- Items from a data source
*** Block opens ***

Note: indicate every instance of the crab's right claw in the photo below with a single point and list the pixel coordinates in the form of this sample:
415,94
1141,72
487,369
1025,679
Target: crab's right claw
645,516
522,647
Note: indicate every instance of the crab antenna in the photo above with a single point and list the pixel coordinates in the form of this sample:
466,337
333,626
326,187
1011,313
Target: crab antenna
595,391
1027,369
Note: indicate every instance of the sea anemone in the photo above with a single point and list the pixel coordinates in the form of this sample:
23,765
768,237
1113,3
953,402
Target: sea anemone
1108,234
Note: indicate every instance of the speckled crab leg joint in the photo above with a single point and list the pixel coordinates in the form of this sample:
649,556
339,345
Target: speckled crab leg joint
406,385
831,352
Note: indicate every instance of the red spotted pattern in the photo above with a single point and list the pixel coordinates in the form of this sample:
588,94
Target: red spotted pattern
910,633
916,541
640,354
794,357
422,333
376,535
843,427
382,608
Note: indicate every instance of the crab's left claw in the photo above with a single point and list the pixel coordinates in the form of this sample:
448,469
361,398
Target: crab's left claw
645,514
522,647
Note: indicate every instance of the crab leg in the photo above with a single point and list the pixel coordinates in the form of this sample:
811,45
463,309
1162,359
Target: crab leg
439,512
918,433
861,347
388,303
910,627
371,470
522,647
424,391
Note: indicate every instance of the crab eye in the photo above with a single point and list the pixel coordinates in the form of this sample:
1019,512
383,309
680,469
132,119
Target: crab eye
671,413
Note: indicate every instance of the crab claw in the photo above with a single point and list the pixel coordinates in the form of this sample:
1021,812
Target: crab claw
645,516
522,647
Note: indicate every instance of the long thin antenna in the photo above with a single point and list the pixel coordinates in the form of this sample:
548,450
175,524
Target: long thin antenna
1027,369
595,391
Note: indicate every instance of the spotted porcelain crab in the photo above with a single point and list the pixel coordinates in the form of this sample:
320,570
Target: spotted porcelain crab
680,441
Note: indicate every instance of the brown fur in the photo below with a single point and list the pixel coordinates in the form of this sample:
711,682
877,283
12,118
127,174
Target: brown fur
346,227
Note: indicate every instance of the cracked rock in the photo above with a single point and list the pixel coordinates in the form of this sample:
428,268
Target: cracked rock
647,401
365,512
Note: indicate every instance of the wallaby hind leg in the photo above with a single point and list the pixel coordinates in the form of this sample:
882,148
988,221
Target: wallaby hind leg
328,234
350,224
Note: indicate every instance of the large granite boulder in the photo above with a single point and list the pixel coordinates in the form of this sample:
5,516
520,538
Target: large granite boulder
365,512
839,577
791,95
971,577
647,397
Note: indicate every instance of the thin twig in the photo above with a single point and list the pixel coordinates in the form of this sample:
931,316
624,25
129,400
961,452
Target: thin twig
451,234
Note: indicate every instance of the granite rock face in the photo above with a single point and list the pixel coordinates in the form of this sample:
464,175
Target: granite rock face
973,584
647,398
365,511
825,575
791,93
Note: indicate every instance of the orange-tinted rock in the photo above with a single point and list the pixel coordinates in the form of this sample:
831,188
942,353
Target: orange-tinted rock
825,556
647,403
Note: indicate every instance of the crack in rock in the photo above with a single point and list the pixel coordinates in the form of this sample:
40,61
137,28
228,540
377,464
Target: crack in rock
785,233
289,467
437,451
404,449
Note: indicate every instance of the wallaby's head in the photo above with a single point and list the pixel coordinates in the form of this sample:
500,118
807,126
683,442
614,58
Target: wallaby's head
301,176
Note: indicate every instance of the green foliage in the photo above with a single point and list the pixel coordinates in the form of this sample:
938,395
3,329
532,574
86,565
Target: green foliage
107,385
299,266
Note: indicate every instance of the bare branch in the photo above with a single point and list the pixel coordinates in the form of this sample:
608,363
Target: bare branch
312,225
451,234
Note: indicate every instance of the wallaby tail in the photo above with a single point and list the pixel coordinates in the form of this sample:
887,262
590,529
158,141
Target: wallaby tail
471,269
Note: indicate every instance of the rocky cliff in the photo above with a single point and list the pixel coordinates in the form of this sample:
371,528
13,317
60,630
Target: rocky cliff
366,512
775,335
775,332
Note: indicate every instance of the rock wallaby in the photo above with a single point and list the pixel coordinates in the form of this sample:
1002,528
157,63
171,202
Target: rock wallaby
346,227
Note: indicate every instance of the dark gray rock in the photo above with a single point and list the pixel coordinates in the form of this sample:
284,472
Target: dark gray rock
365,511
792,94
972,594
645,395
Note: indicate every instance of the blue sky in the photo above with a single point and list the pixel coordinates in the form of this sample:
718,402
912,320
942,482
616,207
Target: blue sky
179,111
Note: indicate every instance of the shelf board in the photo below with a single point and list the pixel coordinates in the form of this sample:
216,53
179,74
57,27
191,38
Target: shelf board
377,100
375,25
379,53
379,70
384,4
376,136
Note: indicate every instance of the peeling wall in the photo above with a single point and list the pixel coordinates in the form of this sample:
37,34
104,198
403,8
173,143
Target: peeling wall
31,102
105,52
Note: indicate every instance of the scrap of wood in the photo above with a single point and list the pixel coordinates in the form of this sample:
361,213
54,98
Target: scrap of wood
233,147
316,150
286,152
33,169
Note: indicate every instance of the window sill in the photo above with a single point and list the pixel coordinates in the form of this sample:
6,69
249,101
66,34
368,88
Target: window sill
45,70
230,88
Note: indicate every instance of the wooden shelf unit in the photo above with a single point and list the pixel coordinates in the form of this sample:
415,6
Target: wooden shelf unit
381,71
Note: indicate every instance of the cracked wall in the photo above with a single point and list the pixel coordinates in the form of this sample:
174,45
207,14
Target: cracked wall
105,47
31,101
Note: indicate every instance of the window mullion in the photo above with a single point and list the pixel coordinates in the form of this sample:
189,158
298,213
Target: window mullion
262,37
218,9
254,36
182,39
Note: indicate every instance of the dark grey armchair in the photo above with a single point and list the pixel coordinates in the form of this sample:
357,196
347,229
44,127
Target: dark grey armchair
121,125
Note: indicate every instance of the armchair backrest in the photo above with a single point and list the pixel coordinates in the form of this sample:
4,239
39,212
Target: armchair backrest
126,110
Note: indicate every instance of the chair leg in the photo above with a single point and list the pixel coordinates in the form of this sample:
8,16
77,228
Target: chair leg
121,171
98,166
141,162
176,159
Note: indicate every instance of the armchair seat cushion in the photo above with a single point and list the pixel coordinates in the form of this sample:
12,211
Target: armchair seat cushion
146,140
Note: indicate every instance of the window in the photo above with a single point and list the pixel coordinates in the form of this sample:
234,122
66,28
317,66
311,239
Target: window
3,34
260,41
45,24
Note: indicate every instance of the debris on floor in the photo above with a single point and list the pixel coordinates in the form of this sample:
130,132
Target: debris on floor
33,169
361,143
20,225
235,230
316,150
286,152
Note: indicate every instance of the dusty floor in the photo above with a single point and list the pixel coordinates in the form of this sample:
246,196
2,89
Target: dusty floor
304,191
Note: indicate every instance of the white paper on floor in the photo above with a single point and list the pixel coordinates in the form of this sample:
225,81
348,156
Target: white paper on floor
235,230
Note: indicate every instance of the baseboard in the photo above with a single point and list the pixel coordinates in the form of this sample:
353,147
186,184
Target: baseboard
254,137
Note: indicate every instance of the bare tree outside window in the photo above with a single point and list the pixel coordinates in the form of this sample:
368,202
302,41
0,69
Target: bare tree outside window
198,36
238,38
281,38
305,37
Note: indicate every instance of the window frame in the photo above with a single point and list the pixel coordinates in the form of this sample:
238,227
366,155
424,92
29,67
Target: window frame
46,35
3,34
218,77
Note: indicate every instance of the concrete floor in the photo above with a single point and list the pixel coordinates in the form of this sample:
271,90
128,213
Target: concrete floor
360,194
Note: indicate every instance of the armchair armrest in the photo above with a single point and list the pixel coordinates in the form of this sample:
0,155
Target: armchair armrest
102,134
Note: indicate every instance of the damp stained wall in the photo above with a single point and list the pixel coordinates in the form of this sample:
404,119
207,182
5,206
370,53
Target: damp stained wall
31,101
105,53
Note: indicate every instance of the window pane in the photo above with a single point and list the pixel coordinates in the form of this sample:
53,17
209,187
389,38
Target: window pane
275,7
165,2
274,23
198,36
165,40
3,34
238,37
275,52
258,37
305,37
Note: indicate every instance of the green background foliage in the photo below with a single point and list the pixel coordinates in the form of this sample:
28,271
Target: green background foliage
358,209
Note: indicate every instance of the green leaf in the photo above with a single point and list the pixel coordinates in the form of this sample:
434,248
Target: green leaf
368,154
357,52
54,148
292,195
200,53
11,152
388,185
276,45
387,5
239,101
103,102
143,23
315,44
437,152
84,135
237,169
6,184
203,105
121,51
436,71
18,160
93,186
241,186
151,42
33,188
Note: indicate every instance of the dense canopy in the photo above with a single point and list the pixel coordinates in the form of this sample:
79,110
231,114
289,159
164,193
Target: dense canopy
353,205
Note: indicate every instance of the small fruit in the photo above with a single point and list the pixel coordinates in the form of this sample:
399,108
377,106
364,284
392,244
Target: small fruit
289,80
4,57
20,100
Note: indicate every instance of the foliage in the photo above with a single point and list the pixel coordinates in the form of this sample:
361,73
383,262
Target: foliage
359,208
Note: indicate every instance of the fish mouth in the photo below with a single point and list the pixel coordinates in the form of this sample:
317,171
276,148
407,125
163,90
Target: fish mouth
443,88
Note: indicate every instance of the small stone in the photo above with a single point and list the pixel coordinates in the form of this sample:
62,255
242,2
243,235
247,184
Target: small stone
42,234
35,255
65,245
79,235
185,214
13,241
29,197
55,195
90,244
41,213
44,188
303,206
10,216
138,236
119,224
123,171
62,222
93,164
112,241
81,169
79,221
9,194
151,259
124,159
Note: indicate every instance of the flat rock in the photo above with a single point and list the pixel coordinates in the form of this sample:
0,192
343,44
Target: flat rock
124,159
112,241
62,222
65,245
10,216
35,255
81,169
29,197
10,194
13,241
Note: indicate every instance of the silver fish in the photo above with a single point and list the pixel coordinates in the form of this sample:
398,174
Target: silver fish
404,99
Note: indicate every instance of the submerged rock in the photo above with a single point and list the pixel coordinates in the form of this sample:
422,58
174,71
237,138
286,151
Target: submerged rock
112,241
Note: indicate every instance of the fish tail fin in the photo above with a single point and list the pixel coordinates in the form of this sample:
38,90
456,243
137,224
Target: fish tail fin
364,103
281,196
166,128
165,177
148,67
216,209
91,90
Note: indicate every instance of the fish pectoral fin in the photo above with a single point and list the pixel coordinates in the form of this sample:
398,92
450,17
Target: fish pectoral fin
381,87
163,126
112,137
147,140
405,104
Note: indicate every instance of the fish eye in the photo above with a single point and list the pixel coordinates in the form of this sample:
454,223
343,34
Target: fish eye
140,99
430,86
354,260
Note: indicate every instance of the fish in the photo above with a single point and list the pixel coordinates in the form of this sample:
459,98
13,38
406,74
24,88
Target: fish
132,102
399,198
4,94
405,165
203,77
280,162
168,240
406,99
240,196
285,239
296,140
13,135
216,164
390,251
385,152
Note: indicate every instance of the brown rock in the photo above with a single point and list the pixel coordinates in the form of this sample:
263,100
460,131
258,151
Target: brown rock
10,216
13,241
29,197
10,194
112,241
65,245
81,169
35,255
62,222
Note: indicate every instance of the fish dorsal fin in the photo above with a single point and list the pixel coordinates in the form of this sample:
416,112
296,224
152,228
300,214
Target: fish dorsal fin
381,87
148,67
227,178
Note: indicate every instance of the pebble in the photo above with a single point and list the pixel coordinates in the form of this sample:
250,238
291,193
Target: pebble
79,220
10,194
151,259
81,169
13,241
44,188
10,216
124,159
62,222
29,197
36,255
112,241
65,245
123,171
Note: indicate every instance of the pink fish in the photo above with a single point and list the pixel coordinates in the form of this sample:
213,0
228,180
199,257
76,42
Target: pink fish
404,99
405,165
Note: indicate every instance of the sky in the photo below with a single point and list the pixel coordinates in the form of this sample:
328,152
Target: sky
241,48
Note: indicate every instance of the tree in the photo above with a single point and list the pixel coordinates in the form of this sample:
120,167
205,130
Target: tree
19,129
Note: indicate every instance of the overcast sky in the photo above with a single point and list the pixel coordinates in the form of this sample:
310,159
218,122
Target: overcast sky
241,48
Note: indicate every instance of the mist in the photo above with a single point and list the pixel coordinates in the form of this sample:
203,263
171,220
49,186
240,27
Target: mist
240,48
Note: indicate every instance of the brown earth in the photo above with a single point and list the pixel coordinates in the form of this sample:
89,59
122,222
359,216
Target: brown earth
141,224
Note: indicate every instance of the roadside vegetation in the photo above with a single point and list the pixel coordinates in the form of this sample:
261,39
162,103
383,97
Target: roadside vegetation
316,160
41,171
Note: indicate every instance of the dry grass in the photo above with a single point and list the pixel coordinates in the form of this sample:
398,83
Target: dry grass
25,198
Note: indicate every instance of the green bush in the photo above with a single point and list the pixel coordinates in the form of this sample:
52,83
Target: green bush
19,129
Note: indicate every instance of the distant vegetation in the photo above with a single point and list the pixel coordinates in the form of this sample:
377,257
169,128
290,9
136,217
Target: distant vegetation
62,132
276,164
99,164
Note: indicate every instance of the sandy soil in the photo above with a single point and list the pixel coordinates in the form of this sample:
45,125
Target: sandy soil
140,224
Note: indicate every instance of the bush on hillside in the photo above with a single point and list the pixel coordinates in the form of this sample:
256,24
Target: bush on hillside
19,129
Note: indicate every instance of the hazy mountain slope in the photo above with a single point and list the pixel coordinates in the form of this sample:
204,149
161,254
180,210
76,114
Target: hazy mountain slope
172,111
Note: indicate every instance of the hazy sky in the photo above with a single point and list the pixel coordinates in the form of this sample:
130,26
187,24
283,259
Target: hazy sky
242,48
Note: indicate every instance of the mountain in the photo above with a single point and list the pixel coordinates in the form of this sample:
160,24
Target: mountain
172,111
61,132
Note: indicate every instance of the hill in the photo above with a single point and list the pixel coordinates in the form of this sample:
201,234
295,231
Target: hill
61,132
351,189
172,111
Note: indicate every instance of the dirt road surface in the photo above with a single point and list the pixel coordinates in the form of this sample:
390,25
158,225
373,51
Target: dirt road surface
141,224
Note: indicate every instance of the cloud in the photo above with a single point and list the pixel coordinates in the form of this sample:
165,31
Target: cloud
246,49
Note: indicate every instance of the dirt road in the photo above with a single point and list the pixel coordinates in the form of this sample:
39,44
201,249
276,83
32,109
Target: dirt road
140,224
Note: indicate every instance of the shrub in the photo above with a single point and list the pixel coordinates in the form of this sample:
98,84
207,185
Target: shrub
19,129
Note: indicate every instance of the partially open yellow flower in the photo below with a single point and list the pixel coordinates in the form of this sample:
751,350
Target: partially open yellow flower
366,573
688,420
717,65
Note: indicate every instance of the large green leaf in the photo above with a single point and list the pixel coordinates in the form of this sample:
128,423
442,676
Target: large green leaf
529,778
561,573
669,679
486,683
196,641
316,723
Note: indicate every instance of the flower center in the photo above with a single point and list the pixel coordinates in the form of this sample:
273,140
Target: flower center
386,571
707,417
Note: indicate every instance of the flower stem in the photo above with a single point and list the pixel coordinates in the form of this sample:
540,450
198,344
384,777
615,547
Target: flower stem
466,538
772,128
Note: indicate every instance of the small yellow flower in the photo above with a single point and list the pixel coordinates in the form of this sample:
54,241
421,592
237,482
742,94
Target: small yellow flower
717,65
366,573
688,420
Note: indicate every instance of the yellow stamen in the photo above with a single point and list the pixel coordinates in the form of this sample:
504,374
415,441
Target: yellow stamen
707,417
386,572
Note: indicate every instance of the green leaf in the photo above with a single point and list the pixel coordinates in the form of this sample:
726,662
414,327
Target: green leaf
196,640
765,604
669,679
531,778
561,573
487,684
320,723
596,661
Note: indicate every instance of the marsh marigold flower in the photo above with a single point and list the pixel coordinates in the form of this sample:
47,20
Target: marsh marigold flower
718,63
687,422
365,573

*** Block closes ***

- Task to complete
Tally the lines in the entries above that hold the word "below". Reply with nothing but that count.

- Response for this exercise
7